### Passage choisi
Le président Macron a dit lui-même la nécessité de lutter contre les inégalités, reconnaissant ainsi que l’enseignement à distance les augmentait, et c’est la raison pour laquelle il appelle à la réouverture des écoles le 11 mai. Bien sûr, on peut s’interroger sur les réelles motivations de cette mesure, qui pourraient être d’abord économiques dans la mesure où elles permettront aux parents de retourner au travail. (...)
la proportion d’élèves soit qui auraient complètement décroché, soit qui ne sont pas suivis régulièrement par les professeurs, soit qui n’ont rendu que quelques exercices ponctuellement s’élèverait autour de 40 % dans les lycées -professionnels, et au minimum à 20 % dans les autres établissements. Ce qui est loin d’être négligeable ! C’est pourquoi je dis qu’il faut arrêter de totémiser le numérique. En fait, cela ne résout des problèmes que pour ceux qui n’ont pas de problèmes, c’est-à-dire ceux qui ont déjà envie d’apprendre, qui sont déjà autonomes et qui ont un environnement familial favorable. Pour les autres, on n’entrera jamais en concurrence avec les jeux vidéo et les séries de Netflix ! (...)
######
### Entrées extraites
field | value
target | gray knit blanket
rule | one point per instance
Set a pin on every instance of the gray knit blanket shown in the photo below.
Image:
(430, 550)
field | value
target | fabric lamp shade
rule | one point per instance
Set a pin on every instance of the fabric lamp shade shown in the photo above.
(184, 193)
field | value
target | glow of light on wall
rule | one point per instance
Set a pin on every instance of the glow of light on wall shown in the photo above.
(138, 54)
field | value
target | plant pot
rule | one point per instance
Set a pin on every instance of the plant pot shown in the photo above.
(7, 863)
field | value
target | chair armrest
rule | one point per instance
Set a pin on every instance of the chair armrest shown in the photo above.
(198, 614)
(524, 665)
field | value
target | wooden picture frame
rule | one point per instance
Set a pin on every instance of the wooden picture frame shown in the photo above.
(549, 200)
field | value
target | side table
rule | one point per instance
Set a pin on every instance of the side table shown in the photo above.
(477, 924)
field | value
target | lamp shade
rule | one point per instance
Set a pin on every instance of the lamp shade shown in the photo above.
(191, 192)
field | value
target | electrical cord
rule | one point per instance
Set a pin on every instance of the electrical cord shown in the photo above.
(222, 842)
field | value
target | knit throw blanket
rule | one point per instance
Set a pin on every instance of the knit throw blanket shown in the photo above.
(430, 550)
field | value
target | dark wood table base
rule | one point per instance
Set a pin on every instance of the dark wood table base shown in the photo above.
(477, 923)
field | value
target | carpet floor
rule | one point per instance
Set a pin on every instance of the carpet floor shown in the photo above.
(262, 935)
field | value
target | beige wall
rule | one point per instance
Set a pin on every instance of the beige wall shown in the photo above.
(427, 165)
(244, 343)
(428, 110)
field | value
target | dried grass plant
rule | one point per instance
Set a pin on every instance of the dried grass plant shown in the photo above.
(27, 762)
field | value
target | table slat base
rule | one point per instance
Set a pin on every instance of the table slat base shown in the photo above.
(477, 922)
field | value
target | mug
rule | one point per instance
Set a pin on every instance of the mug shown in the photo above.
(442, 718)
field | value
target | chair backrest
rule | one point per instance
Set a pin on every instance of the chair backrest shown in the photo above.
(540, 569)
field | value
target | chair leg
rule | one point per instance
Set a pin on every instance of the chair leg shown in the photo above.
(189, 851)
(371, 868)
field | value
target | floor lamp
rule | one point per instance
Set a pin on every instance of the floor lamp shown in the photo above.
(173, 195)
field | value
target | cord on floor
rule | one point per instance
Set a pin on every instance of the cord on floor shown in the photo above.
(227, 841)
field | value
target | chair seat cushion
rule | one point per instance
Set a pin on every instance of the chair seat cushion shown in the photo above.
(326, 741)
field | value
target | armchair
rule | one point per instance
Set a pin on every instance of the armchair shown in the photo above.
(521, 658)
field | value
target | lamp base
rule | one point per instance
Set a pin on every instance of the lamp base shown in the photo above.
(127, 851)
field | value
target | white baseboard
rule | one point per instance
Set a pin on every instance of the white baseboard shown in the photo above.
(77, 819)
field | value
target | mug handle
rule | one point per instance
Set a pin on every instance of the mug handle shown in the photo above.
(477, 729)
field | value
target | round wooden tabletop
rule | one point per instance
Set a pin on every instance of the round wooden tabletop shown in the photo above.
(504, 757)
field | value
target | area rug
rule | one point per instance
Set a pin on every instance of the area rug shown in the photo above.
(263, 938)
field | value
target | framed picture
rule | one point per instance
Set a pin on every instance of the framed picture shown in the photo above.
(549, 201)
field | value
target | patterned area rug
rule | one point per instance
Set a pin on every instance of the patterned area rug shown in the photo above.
######
Série d'exercices =>
1/ Recopiez fidèlement le segment du texte sur l'enseignement à distance qui va de « Le président Macron » jusqu'à « au travail. (...) ».
2/ Donnez la suite du texte sur l'enseignement à distance, en reprenant juste après sa dernière phrase.

Les réponses =>
1/
Le président Macron a dit lui-même la nécessité de lutter contre les inégalités, reconnaissant ainsi que l’enseignement à distance les augmentait, et c’est la raison pour laquelle il appelle à la réouverture des écoles le 11 mai. Bien sûr, on peut s’interroger sur les réelles motivations de cette mesure, qui pourraient être d’abord économiques dans la mesure où elles permettront aux parents de retourner au travail. (...)

2/
On constate qu’aussi bien les professeurs que les élèves renvoient à la nécessité d’avoir du collectif. Ce collectif est très compliqué à construire par le numérique, mais il y a des collègues qui y parviennent. On observe également que certains professeurs arrivent à créer des relations entre leurs élèves, c’est-à-dire à susciter de l’écriture collective. J’en ai même vu qui font du théâtre via le numérique ! Mais cela reste très difficile à construire et l’immense majorité des enseignants n’est pas formée à cela. En outre, les outils dont nous disposons n’y invitent pas spontanément. (...)
Le numérique tel qu’il est aujourd’hui reste guidé par des intérêts financiers qui en font, pour l’essentiel, un outil de consommation. Or nos enfants, pour apprendre mais aussi pour leur équilibre personnel, ont d’abord besoin du collectif. (...)
L’école que j’appelle de mes vœux est une école de la solidarité. La concurrence sera supplantée par une solidarité plus grande, où les élèves (et les profs, d’ailleurs) ne seront pas systématiquement mis en situation d’être évalués en permanence sur des contenus standardisés, mais plutôt de contribuer à des projets collectifs. J’espère que c’est vers cela qu’on va, mais rien n’est joué aujourd’hui. Le risque existe qu’on choisisse au contraire la voie d’un individualisme exacerbé et d’un désir accru d’arrivisme individuel.